Stored data
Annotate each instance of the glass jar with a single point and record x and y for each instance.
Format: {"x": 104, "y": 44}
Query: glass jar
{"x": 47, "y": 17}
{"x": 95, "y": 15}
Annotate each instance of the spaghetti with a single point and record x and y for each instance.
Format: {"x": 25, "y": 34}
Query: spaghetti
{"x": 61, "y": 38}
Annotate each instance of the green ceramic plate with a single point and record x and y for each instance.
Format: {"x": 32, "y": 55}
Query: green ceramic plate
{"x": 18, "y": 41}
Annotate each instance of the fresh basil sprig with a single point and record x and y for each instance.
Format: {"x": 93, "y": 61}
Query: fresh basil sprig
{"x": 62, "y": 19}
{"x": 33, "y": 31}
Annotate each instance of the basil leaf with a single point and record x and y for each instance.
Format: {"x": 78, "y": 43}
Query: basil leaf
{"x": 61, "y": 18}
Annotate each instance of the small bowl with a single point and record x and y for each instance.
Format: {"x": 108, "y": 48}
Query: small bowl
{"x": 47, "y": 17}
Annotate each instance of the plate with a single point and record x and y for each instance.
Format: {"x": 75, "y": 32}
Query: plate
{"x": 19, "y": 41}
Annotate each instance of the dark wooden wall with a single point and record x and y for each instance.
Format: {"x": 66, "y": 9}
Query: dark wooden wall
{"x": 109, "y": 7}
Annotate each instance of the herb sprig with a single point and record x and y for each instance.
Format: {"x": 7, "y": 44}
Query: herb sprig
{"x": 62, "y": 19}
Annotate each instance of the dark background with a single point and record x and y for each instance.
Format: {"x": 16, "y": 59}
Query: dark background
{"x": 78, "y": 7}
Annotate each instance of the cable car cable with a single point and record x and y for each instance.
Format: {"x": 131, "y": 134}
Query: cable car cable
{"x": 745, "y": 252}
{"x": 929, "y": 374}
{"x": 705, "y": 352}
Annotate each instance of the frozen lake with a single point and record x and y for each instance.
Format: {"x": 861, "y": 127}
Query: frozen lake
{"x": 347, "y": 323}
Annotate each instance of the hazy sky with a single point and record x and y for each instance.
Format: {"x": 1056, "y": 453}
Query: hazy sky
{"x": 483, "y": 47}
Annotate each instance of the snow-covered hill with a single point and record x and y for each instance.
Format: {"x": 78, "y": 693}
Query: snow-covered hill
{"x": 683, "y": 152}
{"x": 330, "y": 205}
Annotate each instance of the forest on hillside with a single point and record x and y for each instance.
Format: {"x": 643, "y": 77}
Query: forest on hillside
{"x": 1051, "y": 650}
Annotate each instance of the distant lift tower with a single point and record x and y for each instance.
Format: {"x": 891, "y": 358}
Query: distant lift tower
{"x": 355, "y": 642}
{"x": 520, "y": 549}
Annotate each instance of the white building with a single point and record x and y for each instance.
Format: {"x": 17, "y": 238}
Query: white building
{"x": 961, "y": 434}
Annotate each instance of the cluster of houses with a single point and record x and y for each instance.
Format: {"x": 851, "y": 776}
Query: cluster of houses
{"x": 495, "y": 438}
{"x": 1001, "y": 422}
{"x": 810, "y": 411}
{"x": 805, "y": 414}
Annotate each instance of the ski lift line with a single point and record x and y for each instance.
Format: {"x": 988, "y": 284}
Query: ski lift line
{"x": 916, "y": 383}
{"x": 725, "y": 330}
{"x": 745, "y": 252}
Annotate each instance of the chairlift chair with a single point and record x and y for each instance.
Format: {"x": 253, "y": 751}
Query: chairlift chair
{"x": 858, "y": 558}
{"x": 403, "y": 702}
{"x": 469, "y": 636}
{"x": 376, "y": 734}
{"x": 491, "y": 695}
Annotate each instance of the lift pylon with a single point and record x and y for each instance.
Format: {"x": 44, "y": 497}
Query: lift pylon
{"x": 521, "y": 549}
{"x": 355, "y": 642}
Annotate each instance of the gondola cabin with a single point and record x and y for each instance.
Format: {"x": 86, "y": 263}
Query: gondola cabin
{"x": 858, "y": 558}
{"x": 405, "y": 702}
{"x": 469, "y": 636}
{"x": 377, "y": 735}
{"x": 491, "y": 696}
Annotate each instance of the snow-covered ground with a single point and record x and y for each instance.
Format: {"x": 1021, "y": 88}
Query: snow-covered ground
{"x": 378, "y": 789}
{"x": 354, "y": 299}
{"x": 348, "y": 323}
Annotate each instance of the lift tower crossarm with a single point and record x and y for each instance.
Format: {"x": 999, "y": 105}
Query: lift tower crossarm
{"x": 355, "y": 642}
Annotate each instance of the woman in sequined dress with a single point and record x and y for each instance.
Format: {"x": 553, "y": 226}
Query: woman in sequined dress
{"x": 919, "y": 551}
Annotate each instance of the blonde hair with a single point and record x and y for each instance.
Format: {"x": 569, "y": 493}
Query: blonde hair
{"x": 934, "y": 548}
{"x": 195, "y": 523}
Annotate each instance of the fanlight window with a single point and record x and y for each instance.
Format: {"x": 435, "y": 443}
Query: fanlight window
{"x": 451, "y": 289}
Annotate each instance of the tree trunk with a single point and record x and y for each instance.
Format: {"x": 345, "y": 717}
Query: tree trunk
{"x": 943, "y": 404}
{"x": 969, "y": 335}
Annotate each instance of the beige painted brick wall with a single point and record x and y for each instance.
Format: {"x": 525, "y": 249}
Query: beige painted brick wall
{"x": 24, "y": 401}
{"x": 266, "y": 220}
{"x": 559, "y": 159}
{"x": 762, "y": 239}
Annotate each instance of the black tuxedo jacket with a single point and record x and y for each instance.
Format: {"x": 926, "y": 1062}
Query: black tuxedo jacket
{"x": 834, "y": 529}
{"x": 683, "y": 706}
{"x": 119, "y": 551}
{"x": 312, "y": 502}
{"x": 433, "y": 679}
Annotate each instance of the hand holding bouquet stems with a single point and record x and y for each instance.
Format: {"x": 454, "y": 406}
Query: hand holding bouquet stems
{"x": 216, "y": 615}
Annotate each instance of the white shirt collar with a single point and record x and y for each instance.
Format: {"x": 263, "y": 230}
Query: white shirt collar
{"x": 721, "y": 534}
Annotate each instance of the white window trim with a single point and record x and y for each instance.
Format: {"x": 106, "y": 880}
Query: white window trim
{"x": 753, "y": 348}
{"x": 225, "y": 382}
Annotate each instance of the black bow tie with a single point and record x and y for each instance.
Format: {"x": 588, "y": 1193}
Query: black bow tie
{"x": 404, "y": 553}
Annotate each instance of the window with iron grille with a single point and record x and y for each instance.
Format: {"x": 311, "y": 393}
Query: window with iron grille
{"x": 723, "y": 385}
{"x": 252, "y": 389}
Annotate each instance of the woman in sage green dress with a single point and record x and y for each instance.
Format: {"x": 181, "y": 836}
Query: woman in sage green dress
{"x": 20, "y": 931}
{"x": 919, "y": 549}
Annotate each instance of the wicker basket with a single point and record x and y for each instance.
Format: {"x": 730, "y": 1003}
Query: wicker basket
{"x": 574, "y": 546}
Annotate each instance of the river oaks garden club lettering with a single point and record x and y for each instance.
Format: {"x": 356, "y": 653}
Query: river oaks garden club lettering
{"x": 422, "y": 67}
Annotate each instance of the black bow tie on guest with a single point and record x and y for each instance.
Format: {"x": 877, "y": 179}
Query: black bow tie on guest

* **WORK INSTRUCTION**
Retype the entries precisely as they stand.

* **TASK RESULT**
Annotate each instance of the glass jar with a single point and record x and y for each instance.
Format: {"x": 104, "y": 44}
Query: glass jar
{"x": 47, "y": 17}
{"x": 95, "y": 15}
Annotate each instance of the spaghetti with a single point and record x and y for each instance.
Format: {"x": 25, "y": 34}
Query: spaghetti
{"x": 61, "y": 38}
Annotate each instance of the green ceramic plate with a single point and record x and y for each instance.
Format: {"x": 32, "y": 55}
Query: green ceramic plate
{"x": 18, "y": 41}
Annotate each instance of the fresh basil sprig with a single point and record x and y for each instance.
Format: {"x": 93, "y": 61}
Query: fresh basil sprig
{"x": 62, "y": 19}
{"x": 33, "y": 31}
Annotate each instance of the basil leaf with a single point and record x and y for each instance.
Format: {"x": 78, "y": 43}
Query: basil leaf
{"x": 61, "y": 18}
Annotate each instance of the small bowl with a single point and record x and y for each instance.
Format: {"x": 108, "y": 48}
Query: small bowl
{"x": 47, "y": 17}
Annotate each instance of the plate with a single point and record x and y for each instance.
Format: {"x": 75, "y": 32}
Query: plate
{"x": 19, "y": 41}
Annotate each instance of the dark wooden wall with a single point and record x and y for each instance.
Format: {"x": 66, "y": 9}
Query: dark wooden wall
{"x": 109, "y": 7}
Annotate each instance of the herb sprig with a single point and record x and y for each instance.
Format: {"x": 7, "y": 44}
Query: herb sprig
{"x": 62, "y": 19}
Annotate each instance of the dark background with a single point and record x and y for each instance.
Format: {"x": 16, "y": 59}
Query: dark background
{"x": 78, "y": 7}
Annotate each instance of the cable car cable with a single point and record x and y for each instance.
Format: {"x": 131, "y": 134}
Query: cable car cable
{"x": 745, "y": 252}
{"x": 929, "y": 374}
{"x": 705, "y": 352}
Annotate each instance of the frozen lake with a single point and record x and y for each instance.
Format: {"x": 861, "y": 127}
Query: frozen lake
{"x": 347, "y": 323}
Annotate each instance of the hazy sky with a single point and record x and y for each instance.
Format: {"x": 1056, "y": 453}
Query: hazy sky
{"x": 483, "y": 47}
Annotate each instance of the snow-covered hill with a single point and record x and y for each instance.
Format: {"x": 78, "y": 693}
Query: snow-covered hill
{"x": 683, "y": 152}
{"x": 330, "y": 205}
Annotate each instance of the forest on hillside with a single point and record x and y for each instance.
Format: {"x": 643, "y": 77}
Query: forest on hillside
{"x": 1051, "y": 650}
Annotate each instance of the distant lift tower with a single point and record x and y for each instance.
Format: {"x": 891, "y": 358}
Query: distant lift tower
{"x": 355, "y": 642}
{"x": 520, "y": 549}
Annotate each instance of the white building with a single point and record x and y for each instance.
Format: {"x": 17, "y": 238}
Query: white building
{"x": 961, "y": 434}
Annotate each instance of the cluster of houses with a single point and record x and y for each instance.
Format: {"x": 851, "y": 776}
Query: cluster of houses
{"x": 495, "y": 438}
{"x": 1001, "y": 422}
{"x": 810, "y": 411}
{"x": 805, "y": 414}
Annotate each instance of the ski lift line with a single point and record x and y for each instance.
Format: {"x": 988, "y": 284}
Query: ski lift line
{"x": 916, "y": 383}
{"x": 725, "y": 330}
{"x": 745, "y": 252}
Annotate each instance of the chairlift chair with a single point and record x and y for each instance.
Format: {"x": 253, "y": 751}
Query: chairlift chair
{"x": 858, "y": 558}
{"x": 403, "y": 702}
{"x": 469, "y": 636}
{"x": 376, "y": 734}
{"x": 491, "y": 695}
Annotate each instance of the lift pylon with a single point and record x and y for each instance.
Format: {"x": 44, "y": 497}
Query: lift pylon
{"x": 521, "y": 549}
{"x": 355, "y": 642}
Annotate each instance of the gondola cabin with a single point and record x and y for each instance.
Format: {"x": 86, "y": 263}
Query: gondola cabin
{"x": 858, "y": 558}
{"x": 405, "y": 702}
{"x": 469, "y": 636}
{"x": 377, "y": 735}
{"x": 491, "y": 696}
Annotate each instance of the snow-covered ground with a single point and record x and y for each instance.
Format: {"x": 1021, "y": 88}
Query: snow-covered ground
{"x": 378, "y": 789}
{"x": 354, "y": 299}
{"x": 348, "y": 323}
Annotate each instance of the lift tower crossarm with a single point and record x and y for each instance.
Format: {"x": 999, "y": 105}
Query: lift tower crossarm
{"x": 355, "y": 642}
Annotate each instance of the woman in sequined dress with a single point and record x and y for each instance.
Format: {"x": 553, "y": 226}
Query: woman in sequined dress
{"x": 919, "y": 551}
Annotate each instance of the blonde hair with a single point and record x and y for each instance.
Format: {"x": 569, "y": 493}
Query: blonde hair
{"x": 934, "y": 548}
{"x": 195, "y": 523}
Annotate each instance of the fanlight window with a single point and record x and y for each instance.
Format: {"x": 435, "y": 443}
Query: fanlight window
{"x": 451, "y": 289}
Annotate each instance of the tree trunk with a single point and record x and y for each instance.
Format: {"x": 345, "y": 717}
Query: tree trunk
{"x": 943, "y": 404}
{"x": 969, "y": 335}
Annotate each instance of the beige painted brick wall with a single point and record x and y for each instance.
Format: {"x": 525, "y": 249}
Query: beige painted brick wall
{"x": 24, "y": 401}
{"x": 266, "y": 220}
{"x": 559, "y": 159}
{"x": 762, "y": 239}
Annotate each instance of the black tuxedo jacket with a single point and record x and y for each instance.
Format: {"x": 926, "y": 1062}
Query: black tuxedo jacket
{"x": 834, "y": 529}
{"x": 683, "y": 706}
{"x": 119, "y": 551}
{"x": 312, "y": 502}
{"x": 433, "y": 679}
Annotate each instance of the hand holding bouquet stems with a single point and record x and y for each instance.
Format: {"x": 454, "y": 406}
Query: hand holding bouquet stems
{"x": 216, "y": 615}
Annotate each instance of the white shirt collar with a single point and record x and y for each instance.
Format: {"x": 263, "y": 230}
Query: white shirt collar
{"x": 721, "y": 534}
Annotate each instance of the white window trim with a single point and record x and y for each instance.
Format: {"x": 106, "y": 880}
Query: white window trim
{"x": 753, "y": 348}
{"x": 225, "y": 382}
Annotate each instance of the black bow tie with a single point and record x and y for each instance.
Format: {"x": 588, "y": 1193}
Query: black bow tie
{"x": 404, "y": 553}
Annotate each instance of the window with iron grille with a single point and record x and y for each instance.
Format: {"x": 311, "y": 393}
Query: window with iron grille
{"x": 723, "y": 385}
{"x": 252, "y": 389}
Annotate each instance of the woman in sage green dress with a single point and record x and y for each instance.
Format: {"x": 181, "y": 836}
Query: woman in sage green dress
{"x": 20, "y": 931}
{"x": 919, "y": 549}
Annotate each instance of the wicker basket with a single point and record x and y for each instance.
Format: {"x": 730, "y": 1003}
Query: wicker basket
{"x": 574, "y": 546}
Annotate each instance of the river oaks garden club lettering with a single point and record x and y for each instance.
Format: {"x": 356, "y": 653}
Query: river oaks garden club lettering
{"x": 422, "y": 67}
Annotate each instance of the black bow tie on guest with a single point and record x and y for each instance.
Format: {"x": 877, "y": 179}
Query: black bow tie on guest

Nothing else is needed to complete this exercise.